[Start of section]
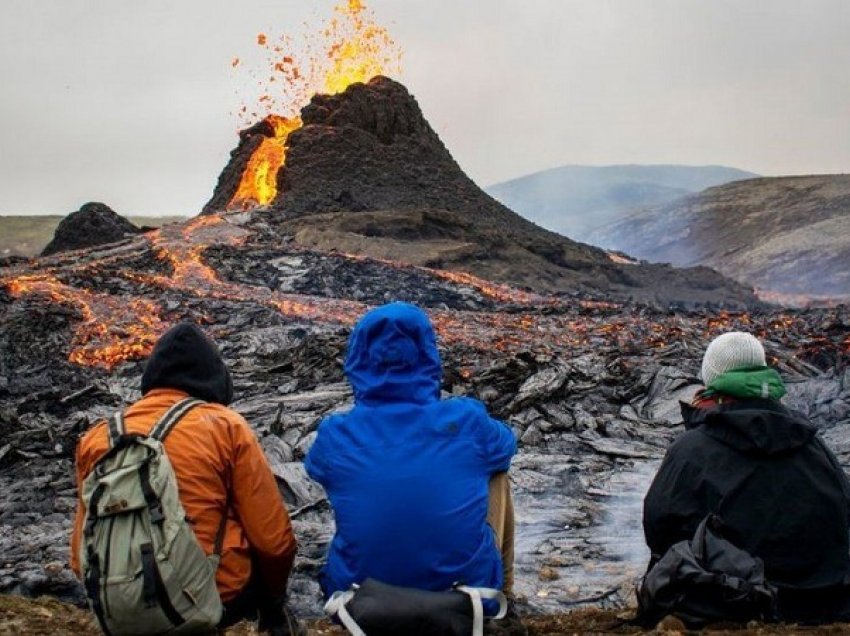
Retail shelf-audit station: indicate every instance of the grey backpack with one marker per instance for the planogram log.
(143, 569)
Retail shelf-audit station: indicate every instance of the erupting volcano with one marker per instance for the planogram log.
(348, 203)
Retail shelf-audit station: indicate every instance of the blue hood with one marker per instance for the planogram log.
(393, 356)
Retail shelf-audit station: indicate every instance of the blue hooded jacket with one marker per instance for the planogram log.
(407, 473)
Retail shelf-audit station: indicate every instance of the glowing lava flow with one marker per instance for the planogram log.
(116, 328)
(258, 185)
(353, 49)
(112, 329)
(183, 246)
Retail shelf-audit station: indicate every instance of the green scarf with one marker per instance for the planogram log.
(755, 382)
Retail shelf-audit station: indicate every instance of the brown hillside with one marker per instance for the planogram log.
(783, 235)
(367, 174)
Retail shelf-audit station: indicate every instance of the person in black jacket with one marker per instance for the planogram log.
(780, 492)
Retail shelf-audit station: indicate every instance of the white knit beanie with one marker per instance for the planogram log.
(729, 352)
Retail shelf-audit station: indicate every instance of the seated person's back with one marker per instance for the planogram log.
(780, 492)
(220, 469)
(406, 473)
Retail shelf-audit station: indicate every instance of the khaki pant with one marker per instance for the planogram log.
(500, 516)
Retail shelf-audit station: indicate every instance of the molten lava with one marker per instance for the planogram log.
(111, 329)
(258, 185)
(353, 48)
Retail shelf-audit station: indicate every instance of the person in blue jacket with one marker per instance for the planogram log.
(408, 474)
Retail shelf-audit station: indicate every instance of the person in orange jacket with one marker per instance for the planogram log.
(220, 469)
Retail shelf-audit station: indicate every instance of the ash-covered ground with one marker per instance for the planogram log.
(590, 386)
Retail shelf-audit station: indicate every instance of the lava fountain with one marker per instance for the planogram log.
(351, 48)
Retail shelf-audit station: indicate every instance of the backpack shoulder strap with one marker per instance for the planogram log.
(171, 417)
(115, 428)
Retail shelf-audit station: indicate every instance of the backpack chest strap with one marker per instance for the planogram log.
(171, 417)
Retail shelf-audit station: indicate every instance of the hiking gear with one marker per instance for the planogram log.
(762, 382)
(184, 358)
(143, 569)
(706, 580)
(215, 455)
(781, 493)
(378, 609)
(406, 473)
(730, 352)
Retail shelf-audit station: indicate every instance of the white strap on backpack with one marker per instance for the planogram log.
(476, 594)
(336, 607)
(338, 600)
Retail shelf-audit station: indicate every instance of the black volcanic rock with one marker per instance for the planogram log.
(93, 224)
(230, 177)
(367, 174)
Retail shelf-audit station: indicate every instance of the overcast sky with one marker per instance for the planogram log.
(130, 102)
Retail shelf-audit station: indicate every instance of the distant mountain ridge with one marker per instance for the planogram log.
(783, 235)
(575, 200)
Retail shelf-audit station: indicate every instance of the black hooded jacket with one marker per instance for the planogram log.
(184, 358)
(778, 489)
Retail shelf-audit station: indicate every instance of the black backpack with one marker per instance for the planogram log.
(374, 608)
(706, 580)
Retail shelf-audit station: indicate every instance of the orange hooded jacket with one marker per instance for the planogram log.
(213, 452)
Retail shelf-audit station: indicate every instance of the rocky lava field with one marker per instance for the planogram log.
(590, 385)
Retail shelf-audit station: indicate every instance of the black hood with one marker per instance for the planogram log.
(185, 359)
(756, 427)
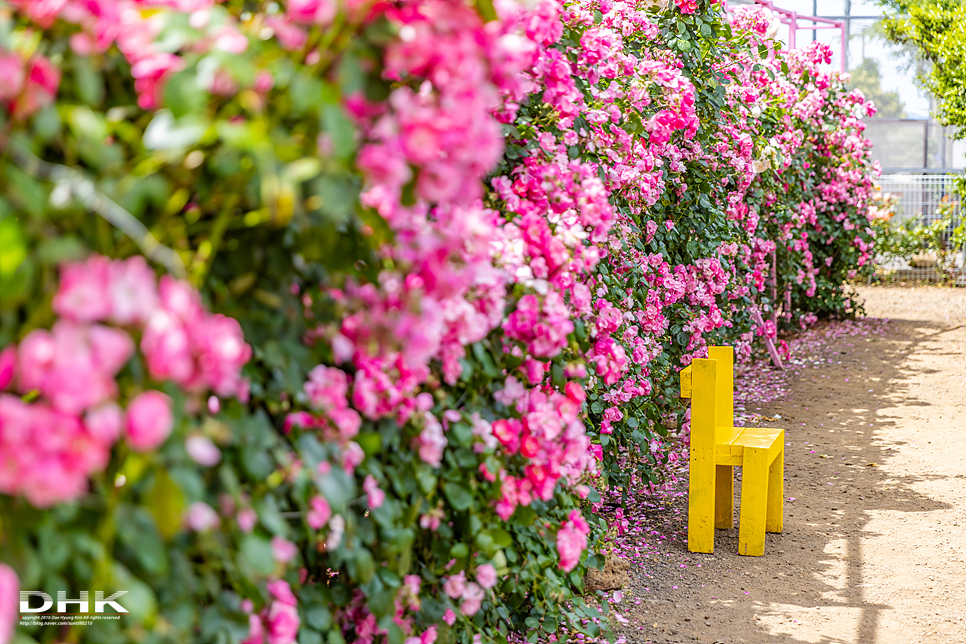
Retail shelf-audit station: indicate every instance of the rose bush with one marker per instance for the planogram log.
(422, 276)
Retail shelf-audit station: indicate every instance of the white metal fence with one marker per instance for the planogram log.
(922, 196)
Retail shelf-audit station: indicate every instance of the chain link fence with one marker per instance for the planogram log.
[End of section]
• [Exercise brief]:
The answer is the listing above restated word for word, pictures removed.

• [Your solution]:
Retail shelf-audit station: indicate every instance of the grey backpack with one marker per instance for the planogram log.
(143, 569)
Retail shelf-audit station: indicate every instance of the erupting volcano with one marker per instance for the planogram log.
(348, 203)
Retail shelf-audit station: indicate every instance of the blue hood with one marker per instance for the planogram log.
(393, 356)
Retail shelf-audit station: indicate every instance of the blue hooded jacket with one marker per instance for the planogram log.
(407, 473)
Retail shelf-audit station: indicate every instance of the glowing lava flow with one marker per instance for the planogram log.
(116, 328)
(258, 185)
(353, 49)
(112, 329)
(183, 246)
Retail shelf-audit station: indicate every instance of the green scarf with one marker per instance for the planogram log.
(755, 382)
Retail shelf-audit station: indicate every instance of the brown hillside with one marker per instance for the planogram log.
(783, 235)
(367, 174)
Retail shelf-audit station: indicate every instance of the person in black jacket with one marker per instance for the planogram log.
(780, 492)
Retail shelf-audit station: indicate every instance of the white knit beanie with one marker per instance for the planogram log.
(729, 352)
Retail shelf-audit station: indicate every instance of the seated person's back with one marker per instance for the planogram log.
(780, 492)
(220, 469)
(406, 473)
Retail shelf-audit station: indicate every instance of the khaki pant with one marker per instance for the planogram log.
(500, 516)
Retail shelf-audit station: indicate every instance of the molten lava with one marker per instance for the planogram log.
(111, 329)
(258, 185)
(353, 48)
Retail shelf-audit station: indicate every instance of the person in blue jacket with one marker per instance for the planogram log.
(408, 474)
Retail shelf-audit station: indicate every instance of the person in orange jacket with one marker per instance for the planogram log.
(220, 469)
Retail shelf-audit station: indicate every instance of the ash-covered ground with one marker per instance for the planogram log.
(590, 386)
Retail shelf-audit station: indicate every instance of the lava fountain with one marker per instance for the planogram log.
(351, 48)
Retail shelf-audit station: indicate every instance of the backpack shoulder strap with one marker per instance for the planogram log.
(171, 417)
(115, 428)
Retail shelf-audit station: indicate every instance of the backpack chest strap with one marker per instance for the planogram log.
(171, 417)
Retail shelf-audit station: indicate every instance of the hiking gear with one marker per instance for the planogram log.
(762, 382)
(184, 358)
(143, 569)
(706, 580)
(215, 455)
(781, 493)
(378, 609)
(406, 473)
(730, 352)
Retail shelf-audit station: indicate every instance of the white strap on backpack with one marker per instance for the planogram log.
(476, 594)
(336, 607)
(338, 600)
Retail shelf-audit station: indicate every instance of the black volcanic rock with one marker per instance for the planogram log.
(93, 224)
(230, 177)
(367, 174)
Retail shelf-audit station: indicate every instance of the overcast sky with one marker per instance for the planogram log.
(130, 102)
Retail shelf-audit station: indicate every instance of the distant mountain ridge with one marker per instance for the planogram log.
(783, 235)
(575, 200)
Retail shelf-audit station: indicate every instance of the black hooded jacket with one marker per instance for the planogram log.
(184, 358)
(778, 489)
Retail shelf-audit station: indicate every instance of the black backpack with one marker per instance for the planogram log.
(374, 608)
(706, 580)
Retail shelf-audit station: indicate every instance of the orange hooded jacket with one marker per instance for the planogram log.
(213, 452)
Retail shelf-audit station: indicate every instance of the rocky lava field with one marker per instance for the planogram log.
(590, 385)
Retail shelf-audit station: indicate every instance of the black hood with one marker per instance for the planogram log.
(185, 359)
(756, 427)
Retail shelf-audit station: indicate every instance of the rose bush with one marker per instance for the planogram log.
(422, 276)
Retail shelf-audit station: indicate every instance of the white metal fence with one marker per instance for the planogram log.
(922, 196)
Retail shelf-audit station: indicate every instance of the chain link fence with one marker per instance for the planogram log.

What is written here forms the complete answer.